__Provided text__:
○ ○ ○ ○ ○ ○ ○

Whenever it is necessary to possess several shares in order to exercise a right, shares held in a number below the requisite number of shares do not entitle their holder to any right against the Company, it being up to the shareholder in such a case to personally seek to collect or group together the requisite number of shares.
TITLE III
Administration – General Management – Auditing
ARTICLE 11 – COMPOSITION OF THE BOARD OF DIRECTORS
1.   The Company is administered by a Board of Directors, the minimum and maximum number of members of which are defined by applicable law in effect from time to time.
 
2.   The permanent representative of a legal person appointed as a Director must be approved in advance by the Board of Directors. Such representatives must be less than 70 years old.
 
3.   Each Director must own at least 1,000 shares during his term of office.
 
4.   The term of office for Directors is set by the shareholders acting in an Ordinary Shareholders’ Meeting for a term of office not to exceed three years, subject to applicable law that may allow extension of the duration of a given term until the next Ordinary Shareholders’ Meeting held to approve the financial statements.

○ ○ ○ ○ ○ ○ ○

__Record list__:
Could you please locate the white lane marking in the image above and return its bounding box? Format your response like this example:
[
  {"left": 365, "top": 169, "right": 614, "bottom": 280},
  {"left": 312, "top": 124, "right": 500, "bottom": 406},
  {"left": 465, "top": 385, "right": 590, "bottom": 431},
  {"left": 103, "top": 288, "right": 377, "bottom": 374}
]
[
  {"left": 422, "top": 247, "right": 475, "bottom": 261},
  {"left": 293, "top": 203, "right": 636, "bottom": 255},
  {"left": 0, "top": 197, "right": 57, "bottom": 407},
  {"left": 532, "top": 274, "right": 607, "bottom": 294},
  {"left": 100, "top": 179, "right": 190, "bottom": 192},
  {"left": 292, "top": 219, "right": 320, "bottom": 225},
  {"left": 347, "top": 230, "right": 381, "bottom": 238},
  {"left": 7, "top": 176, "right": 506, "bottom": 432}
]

○ ○ ○ ○ ○ ○ ○

__What is asked__:
**a.** Rewrite the bylaws excerpt starting with "2.   The permanent" and going on through "than 70 years old.", replacing "permanent representative" with "standing representative".
**b.** Translate this sentence from the bylaws excerpt into Spanish: "Each Director must own at least 1,000 shares during his term of office."
**c.** Take the bylaws excerpt on the Board of Directors further, picking up right after its last sentence.

__Final answers__:
**a.**
2.   The standing representative of a legal person appointed as a Director must be approved in advance by the Board of Directors. Such representatives must be less than 70 years old.

**b.** Cada Consejero debe poseer al menos 1.000 acciones durante su mandato.

**c.**
 
5.   The number of Directors acting in their own capacity or as permanent representatives of a legal entity more than 70 years old may not exceed one-third of the sitting Directors as determined on the last day of each fiscal year. If this proportion is exceeded, the oldest Board member is automatically considered to have resigned.
 
6.   When at the close of a financial year, the portion of capital owned – within the framework provided by the provisions of Article L.225-102 of the French Commercial Code – by the Company’s personnel and that of the companies affiliated to it as per Article L.225-180 of said code, represents over 3%, a Director representing employee shareholders shall be appointed at the Annual General Meeting of Shareholders in accordance with the procedures laid down in regulations in force, and these Articles of Incorporation, insofar as the Board of Directors does not include among its members a Director who is an employee shareholder or an elected employee.
 
7.   Candidates for appointment to the office of employee shareholder Director are selected on the following basis:
  a)   When voting rights linked to shares held by employees or by investment trusts of which they are beneficiaries are exercised by members of the Board of Trustees of such investment trusts, candidates are selected by such Board among its members.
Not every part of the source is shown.